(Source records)
★ ★ ★ ★
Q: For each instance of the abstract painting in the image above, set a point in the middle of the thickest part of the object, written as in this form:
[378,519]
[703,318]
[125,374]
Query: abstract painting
★ ★ ★ ★
Directions for this task
Rewrite the entries above with "abstract painting" changed to "framed canvas" wherever it occurs, keeping every other character the same.

The reply
Q: For each instance of the framed canvas in the image above, set a point in the middle of the thickest part of the object, written as in this form:
[378,519]
[703,318]
[125,374]
Query: framed canvas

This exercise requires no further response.